(Spatial localization data)
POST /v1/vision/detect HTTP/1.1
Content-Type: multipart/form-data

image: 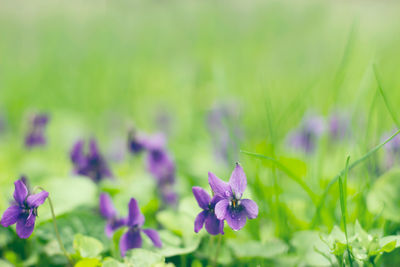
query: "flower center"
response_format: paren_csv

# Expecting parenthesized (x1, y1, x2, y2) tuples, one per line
(229, 198, 241, 209)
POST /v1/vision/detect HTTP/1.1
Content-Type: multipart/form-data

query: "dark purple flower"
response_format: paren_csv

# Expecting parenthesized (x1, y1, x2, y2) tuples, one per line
(0, 179, 49, 239)
(25, 114, 50, 148)
(70, 139, 113, 183)
(287, 114, 325, 154)
(99, 193, 126, 238)
(210, 163, 258, 231)
(192, 187, 224, 235)
(127, 130, 146, 154)
(119, 198, 162, 257)
(329, 112, 350, 141)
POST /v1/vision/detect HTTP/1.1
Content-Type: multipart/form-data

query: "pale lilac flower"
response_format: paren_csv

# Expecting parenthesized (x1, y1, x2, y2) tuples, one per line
(287, 114, 325, 153)
(329, 112, 350, 141)
(206, 105, 242, 164)
(210, 163, 258, 231)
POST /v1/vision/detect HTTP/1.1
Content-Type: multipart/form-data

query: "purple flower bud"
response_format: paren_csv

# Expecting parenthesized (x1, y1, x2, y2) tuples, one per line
(0, 178, 49, 239)
(119, 198, 162, 257)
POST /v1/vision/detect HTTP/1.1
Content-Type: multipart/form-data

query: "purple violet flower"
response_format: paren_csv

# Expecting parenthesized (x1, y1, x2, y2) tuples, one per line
(70, 139, 113, 183)
(119, 198, 162, 257)
(206, 105, 242, 165)
(0, 179, 49, 238)
(287, 114, 325, 154)
(192, 187, 224, 235)
(382, 130, 400, 169)
(209, 163, 258, 231)
(329, 112, 350, 141)
(127, 130, 146, 154)
(99, 193, 126, 238)
(25, 113, 49, 148)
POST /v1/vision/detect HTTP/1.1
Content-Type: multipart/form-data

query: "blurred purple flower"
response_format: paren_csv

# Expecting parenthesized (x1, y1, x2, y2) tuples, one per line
(192, 186, 224, 235)
(329, 112, 350, 141)
(207, 105, 242, 164)
(119, 198, 162, 257)
(127, 130, 146, 155)
(0, 179, 48, 239)
(70, 139, 113, 183)
(210, 163, 258, 231)
(25, 113, 49, 148)
(99, 193, 126, 238)
(382, 130, 400, 169)
(144, 133, 177, 206)
(287, 114, 325, 153)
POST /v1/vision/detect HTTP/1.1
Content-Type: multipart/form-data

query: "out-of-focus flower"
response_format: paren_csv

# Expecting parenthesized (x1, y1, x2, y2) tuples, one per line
(209, 163, 258, 231)
(287, 114, 325, 154)
(99, 193, 126, 238)
(127, 130, 147, 155)
(0, 179, 49, 238)
(70, 139, 113, 183)
(144, 133, 177, 207)
(382, 130, 400, 169)
(329, 112, 351, 141)
(119, 198, 162, 257)
(25, 113, 49, 148)
(206, 104, 242, 165)
(192, 186, 224, 235)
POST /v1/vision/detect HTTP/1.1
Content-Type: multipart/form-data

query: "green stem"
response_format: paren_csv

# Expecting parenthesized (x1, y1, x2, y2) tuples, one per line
(311, 128, 400, 228)
(213, 234, 222, 267)
(36, 187, 73, 266)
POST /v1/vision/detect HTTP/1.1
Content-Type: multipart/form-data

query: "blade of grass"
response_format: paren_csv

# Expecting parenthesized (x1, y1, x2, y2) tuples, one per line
(311, 128, 400, 228)
(339, 156, 353, 267)
(240, 150, 317, 203)
(373, 64, 400, 127)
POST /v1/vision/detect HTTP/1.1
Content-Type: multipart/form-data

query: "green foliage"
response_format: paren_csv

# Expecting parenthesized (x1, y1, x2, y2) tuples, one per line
(367, 168, 400, 222)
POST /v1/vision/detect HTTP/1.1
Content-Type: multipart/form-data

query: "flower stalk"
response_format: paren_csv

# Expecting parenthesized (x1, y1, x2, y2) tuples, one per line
(36, 187, 73, 266)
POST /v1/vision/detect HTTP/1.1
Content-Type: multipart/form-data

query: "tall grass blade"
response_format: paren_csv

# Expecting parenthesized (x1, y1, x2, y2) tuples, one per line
(339, 156, 353, 267)
(311, 128, 400, 227)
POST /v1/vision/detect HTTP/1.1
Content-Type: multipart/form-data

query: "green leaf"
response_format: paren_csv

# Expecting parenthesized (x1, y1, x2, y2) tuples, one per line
(73, 234, 104, 258)
(367, 168, 400, 222)
(380, 235, 400, 248)
(37, 176, 97, 222)
(158, 230, 201, 257)
(124, 249, 164, 267)
(227, 239, 288, 259)
(36, 208, 108, 253)
(102, 258, 126, 267)
(291, 231, 332, 266)
(75, 258, 101, 267)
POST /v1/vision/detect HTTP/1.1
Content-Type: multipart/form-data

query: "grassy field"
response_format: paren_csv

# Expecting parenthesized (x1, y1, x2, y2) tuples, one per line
(1, 0, 400, 266)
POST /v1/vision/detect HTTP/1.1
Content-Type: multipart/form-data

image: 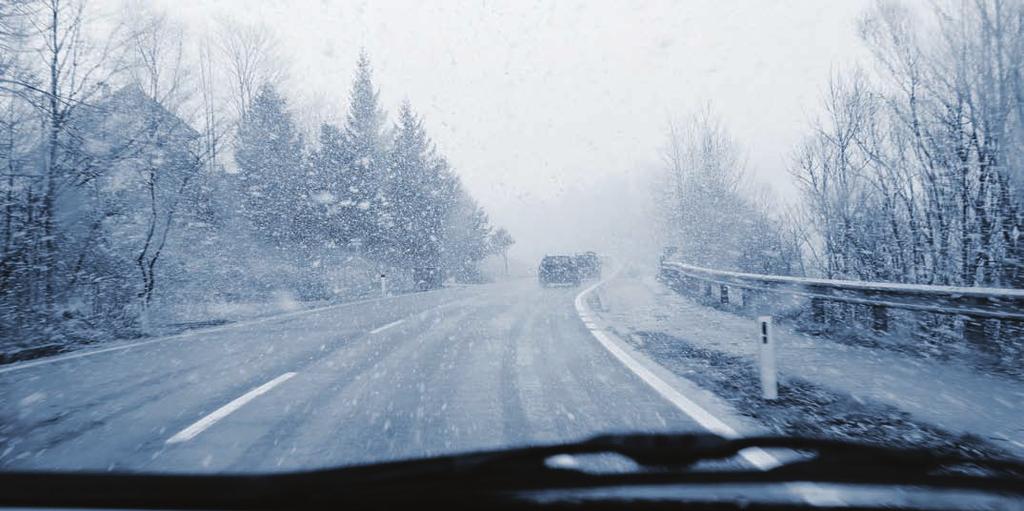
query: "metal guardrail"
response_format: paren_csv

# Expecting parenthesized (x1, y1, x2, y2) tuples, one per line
(659, 261, 1024, 325)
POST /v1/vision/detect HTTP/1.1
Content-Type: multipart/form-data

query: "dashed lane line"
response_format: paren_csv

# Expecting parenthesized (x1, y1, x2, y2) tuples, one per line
(165, 372, 297, 444)
(369, 319, 405, 335)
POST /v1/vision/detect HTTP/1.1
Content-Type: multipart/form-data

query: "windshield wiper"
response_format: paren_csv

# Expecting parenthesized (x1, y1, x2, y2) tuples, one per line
(2, 433, 1022, 510)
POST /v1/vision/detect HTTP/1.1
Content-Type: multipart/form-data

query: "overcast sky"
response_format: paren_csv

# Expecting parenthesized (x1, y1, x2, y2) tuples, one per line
(143, 0, 873, 262)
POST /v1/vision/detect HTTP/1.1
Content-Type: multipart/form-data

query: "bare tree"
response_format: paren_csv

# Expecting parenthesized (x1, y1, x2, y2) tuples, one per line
(197, 35, 223, 174)
(215, 19, 285, 124)
(791, 0, 1024, 360)
(852, 0, 1024, 287)
(489, 228, 515, 276)
(657, 106, 749, 269)
(124, 9, 197, 311)
(4, 0, 130, 314)
(792, 70, 877, 279)
(656, 105, 801, 275)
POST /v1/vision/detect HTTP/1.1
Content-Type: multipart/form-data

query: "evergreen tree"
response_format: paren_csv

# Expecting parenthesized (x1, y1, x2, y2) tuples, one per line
(310, 123, 350, 246)
(341, 51, 388, 254)
(235, 84, 306, 246)
(385, 101, 451, 267)
(442, 186, 492, 282)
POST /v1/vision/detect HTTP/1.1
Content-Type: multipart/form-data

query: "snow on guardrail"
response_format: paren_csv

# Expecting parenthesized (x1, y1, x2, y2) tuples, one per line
(660, 261, 1024, 322)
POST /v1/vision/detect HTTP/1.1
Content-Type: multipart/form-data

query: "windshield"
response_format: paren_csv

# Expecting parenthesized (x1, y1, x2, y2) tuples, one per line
(1, 0, 1022, 506)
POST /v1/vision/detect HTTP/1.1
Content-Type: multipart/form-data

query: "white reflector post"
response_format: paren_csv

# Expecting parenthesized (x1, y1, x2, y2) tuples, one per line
(380, 274, 388, 297)
(757, 316, 778, 400)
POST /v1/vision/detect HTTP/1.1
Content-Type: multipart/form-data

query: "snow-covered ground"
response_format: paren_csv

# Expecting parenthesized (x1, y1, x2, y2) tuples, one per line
(1, 287, 395, 365)
(150, 293, 329, 332)
(592, 272, 1024, 458)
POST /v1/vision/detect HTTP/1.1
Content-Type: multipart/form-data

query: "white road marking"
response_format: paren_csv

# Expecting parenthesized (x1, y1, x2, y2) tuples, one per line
(369, 319, 405, 335)
(573, 277, 779, 470)
(0, 286, 472, 375)
(165, 372, 297, 444)
(574, 273, 847, 506)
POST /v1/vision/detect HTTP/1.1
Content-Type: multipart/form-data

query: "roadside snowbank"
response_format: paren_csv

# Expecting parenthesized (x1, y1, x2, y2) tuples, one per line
(593, 274, 1024, 458)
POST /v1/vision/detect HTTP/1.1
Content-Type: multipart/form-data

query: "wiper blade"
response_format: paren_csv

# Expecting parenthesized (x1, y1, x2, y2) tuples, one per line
(431, 433, 1024, 478)
(724, 435, 1024, 478)
(2, 433, 1022, 510)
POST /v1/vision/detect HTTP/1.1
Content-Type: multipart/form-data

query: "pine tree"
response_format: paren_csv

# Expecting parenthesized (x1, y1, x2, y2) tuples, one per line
(385, 101, 450, 267)
(341, 51, 388, 254)
(442, 187, 492, 282)
(310, 123, 350, 246)
(235, 84, 306, 246)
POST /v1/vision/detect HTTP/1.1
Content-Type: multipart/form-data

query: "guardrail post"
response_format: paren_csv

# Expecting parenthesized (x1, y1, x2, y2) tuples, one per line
(964, 318, 988, 352)
(811, 298, 826, 324)
(871, 305, 888, 332)
(704, 283, 712, 298)
(741, 289, 749, 308)
(758, 316, 778, 400)
(720, 285, 729, 304)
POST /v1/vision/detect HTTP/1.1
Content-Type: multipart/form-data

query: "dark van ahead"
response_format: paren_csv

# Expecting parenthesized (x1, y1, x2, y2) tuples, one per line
(538, 255, 580, 287)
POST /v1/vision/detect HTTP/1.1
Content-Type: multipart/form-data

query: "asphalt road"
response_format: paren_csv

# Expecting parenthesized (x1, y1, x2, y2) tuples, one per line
(0, 278, 708, 473)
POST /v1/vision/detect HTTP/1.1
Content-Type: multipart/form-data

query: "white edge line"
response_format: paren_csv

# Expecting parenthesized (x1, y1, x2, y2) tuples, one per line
(575, 273, 848, 506)
(0, 286, 476, 375)
(573, 277, 780, 471)
(369, 319, 405, 335)
(166, 372, 297, 444)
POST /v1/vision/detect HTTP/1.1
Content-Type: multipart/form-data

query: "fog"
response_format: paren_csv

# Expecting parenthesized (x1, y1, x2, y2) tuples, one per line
(4, 0, 1024, 489)
(144, 0, 871, 263)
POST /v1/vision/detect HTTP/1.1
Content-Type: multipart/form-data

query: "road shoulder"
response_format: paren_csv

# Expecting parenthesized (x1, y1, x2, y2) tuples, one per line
(590, 272, 1024, 460)
(574, 274, 783, 470)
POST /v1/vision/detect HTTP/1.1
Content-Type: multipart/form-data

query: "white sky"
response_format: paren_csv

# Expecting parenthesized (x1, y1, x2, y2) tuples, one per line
(142, 0, 873, 262)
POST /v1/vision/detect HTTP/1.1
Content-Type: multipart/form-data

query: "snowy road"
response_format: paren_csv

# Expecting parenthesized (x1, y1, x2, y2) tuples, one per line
(0, 279, 710, 472)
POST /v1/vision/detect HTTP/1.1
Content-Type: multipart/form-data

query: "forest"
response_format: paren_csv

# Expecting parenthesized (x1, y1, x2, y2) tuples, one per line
(654, 0, 1023, 366)
(0, 0, 507, 355)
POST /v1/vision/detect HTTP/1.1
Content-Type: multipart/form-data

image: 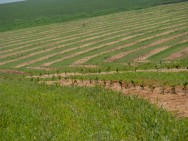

### WHAT TO DO
Which lines above contain the word "flower"? List them.

### WRITTEN REPLY
query: "flower center"
query: "dark purple flower"
query: "pale lilac flower"
query: "purple flower bud"
query: "purple violet flower"
query: "blurred purple flower"
query: "out-of-focus flower"
query: "flower stalk"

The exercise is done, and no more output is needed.